**Text excerpt:**
==================================================

Technology | Jul 13, 2010

The Future of OLED Lighting

Organic light-emitting diodes (OLEDs) are currently a hot topic in the lighting industry. With major companies such as Osram, Philips, and General Electric displaying prototype products and announcing commercial availability of OLED panels for prototype lighting applications, it is difficult to ignore the industry buzz: “OLEDs are the future of lighting!”

Ten years ago, the industry buzz was, “semiconductor LEDs are the future of lighting!” Today, solid-state lighting (SSL) has become a commercial reality, and it may well overshadow fluorescent lamp technology in the future. However, industry should have learned an important lesson along the way:

People do not buy technology; they buy luminaires.

The importance of this lesson cannot be overstated. Referring to the IES Lighting Handbook, a luminaire is defined as:
Luminaire (light fixture): a complete lighting unit consisting of a lamp or lamps and ballast(s) (when applicable) together with the parts designed to distribute the light, to position and protect the lamps, and to connect the lamps to the power supply.
Architectural lighting has always been about more than just the lamp technology. People rely on the luminaire to properly distribute the light, both to provide desirable levels of horizontal and vertical illuminance, and to control visual glare. Lighting designers specify - and people buy -  luminaires.
The lesson learned with solid-state lighting is that advances in LED technology were important only within the context of SSL luminaires. This applies equally to OLED technology. In particular, one needs to look beyond the technology and ask what it is that an OLED luminaire needs to do.

OLEDs in Review
A typical OLED device consists of laminated organic thin films sandwiched between two electrodes and deposited on a glass or plastic substrate (figure 1). When a voltage is applied to the transparent electrodes, the current flow through the organic layers generates light as the electrons and holes recombine in the emissive layer.
If this looks familiar, it is because the principle of operation is identical to that of semiconductor LEDs. The transport and emissive layers are the organic equivalent of the indium gallium nitride (InGaN) thin films used in blue and green LEDs.

==================================================

Saved records
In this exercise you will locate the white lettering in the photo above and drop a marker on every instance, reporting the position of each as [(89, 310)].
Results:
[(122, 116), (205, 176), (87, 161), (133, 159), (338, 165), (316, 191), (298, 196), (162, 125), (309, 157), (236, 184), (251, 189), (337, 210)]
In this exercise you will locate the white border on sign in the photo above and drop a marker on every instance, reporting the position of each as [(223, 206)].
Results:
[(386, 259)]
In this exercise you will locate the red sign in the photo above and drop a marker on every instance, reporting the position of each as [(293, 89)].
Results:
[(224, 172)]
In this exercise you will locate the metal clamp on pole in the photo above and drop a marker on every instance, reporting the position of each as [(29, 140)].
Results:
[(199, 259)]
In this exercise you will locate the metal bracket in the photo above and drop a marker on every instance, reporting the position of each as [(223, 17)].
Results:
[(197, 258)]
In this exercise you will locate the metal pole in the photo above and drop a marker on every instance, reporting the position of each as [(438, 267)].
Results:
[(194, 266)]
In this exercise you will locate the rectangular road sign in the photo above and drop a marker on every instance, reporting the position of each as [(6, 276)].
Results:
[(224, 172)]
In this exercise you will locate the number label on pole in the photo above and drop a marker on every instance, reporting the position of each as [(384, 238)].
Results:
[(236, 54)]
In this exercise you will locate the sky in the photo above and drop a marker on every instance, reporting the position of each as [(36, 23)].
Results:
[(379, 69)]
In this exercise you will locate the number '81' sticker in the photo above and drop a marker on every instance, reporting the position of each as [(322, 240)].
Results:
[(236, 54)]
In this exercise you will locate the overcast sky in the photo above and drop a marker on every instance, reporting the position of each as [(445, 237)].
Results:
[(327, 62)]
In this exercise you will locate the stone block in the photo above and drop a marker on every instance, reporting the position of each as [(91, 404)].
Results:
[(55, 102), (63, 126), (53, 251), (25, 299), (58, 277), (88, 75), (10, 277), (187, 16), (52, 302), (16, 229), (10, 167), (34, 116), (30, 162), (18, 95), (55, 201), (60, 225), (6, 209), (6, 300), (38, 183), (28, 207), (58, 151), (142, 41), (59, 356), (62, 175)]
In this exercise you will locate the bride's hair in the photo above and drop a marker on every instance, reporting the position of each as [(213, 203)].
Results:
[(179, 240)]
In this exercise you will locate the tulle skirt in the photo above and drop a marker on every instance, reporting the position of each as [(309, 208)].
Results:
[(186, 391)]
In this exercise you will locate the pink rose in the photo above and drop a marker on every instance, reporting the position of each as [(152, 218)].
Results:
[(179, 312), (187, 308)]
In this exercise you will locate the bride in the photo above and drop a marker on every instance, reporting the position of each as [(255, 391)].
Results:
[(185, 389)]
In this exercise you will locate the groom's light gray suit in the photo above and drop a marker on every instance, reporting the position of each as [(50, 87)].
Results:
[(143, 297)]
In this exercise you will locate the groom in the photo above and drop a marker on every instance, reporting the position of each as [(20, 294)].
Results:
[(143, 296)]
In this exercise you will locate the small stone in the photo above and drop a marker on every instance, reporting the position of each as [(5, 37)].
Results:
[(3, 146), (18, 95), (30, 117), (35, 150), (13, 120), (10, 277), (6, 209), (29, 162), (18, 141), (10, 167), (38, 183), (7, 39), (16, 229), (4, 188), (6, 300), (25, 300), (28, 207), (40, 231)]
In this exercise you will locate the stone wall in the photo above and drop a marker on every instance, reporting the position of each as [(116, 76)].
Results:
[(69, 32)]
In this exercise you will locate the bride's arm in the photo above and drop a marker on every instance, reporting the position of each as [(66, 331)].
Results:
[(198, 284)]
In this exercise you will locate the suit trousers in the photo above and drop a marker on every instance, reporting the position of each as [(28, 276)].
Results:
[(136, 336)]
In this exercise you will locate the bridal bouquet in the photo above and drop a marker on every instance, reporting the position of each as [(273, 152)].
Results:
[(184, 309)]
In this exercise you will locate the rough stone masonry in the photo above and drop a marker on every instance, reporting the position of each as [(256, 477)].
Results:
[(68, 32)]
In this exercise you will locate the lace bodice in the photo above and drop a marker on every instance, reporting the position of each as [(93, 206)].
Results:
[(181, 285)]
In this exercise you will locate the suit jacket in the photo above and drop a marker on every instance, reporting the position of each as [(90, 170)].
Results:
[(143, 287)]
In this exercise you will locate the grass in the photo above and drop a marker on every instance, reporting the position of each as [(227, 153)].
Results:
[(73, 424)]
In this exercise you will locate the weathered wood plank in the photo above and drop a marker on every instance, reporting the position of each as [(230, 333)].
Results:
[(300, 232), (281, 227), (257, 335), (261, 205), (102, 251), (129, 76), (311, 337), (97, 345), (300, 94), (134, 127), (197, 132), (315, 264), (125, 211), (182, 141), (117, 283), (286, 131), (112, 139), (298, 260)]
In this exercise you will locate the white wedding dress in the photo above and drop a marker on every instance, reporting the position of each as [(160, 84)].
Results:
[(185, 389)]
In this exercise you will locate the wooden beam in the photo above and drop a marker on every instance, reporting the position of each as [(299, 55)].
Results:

==================================================

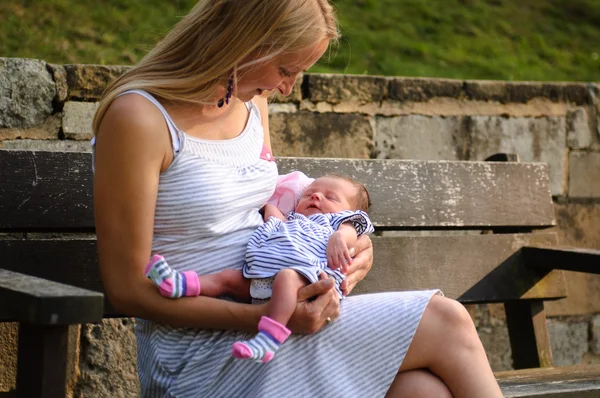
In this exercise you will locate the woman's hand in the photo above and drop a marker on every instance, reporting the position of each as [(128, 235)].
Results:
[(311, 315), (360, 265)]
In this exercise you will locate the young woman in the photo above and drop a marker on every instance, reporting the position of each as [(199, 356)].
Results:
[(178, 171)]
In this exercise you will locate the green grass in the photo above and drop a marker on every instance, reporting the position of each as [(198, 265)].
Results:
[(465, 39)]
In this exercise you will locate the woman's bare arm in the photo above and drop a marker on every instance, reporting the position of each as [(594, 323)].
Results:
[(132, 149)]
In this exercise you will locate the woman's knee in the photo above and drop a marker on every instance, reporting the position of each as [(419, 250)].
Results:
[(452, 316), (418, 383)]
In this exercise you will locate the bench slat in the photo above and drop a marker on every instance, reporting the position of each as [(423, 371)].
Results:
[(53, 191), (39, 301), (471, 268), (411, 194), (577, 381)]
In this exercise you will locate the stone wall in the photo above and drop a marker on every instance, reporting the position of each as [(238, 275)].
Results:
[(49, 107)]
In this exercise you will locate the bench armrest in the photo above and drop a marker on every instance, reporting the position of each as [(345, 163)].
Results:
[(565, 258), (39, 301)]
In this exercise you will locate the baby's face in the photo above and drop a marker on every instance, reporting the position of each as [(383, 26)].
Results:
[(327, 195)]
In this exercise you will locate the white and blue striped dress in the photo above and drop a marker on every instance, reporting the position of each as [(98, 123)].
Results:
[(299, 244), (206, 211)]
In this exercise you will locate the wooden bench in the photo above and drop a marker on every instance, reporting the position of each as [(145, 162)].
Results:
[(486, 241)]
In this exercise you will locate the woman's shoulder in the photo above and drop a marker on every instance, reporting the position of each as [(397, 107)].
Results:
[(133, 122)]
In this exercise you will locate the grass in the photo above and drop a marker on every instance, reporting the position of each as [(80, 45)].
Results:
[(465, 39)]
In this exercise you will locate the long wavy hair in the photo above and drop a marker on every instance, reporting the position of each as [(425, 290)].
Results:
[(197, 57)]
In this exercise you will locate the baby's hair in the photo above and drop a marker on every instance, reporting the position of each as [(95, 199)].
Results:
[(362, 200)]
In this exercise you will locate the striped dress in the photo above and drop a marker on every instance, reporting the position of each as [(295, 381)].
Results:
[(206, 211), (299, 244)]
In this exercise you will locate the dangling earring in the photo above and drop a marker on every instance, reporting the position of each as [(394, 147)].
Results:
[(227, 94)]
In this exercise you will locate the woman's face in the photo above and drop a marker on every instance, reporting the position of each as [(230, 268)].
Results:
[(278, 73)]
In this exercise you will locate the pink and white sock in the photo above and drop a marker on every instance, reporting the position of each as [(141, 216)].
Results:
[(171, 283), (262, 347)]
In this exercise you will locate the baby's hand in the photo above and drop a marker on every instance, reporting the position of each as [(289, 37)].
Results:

==================================================

**Request:**
Do these statements agree with the article on OLED lighting? Answer yes or no for each, quoting the words that decide it: (a) The definition of a luminaire comes from the IES Lighting Handbook. (b) OLEDs work on a different principle from semiconductor LEDs. (c) A typical OLED device is deposited on a glass or plastic substrate. Nothing asked here depends on this data.

**Result for this exercise:**
(a) Yes: "Referring to the IES Lighting Handbook, a luminaire is defined as:"
(b) No: "the principle of operation is identical to that of semiconductor LEDs."
(c) Yes: "deposited on a glass or plastic substrate"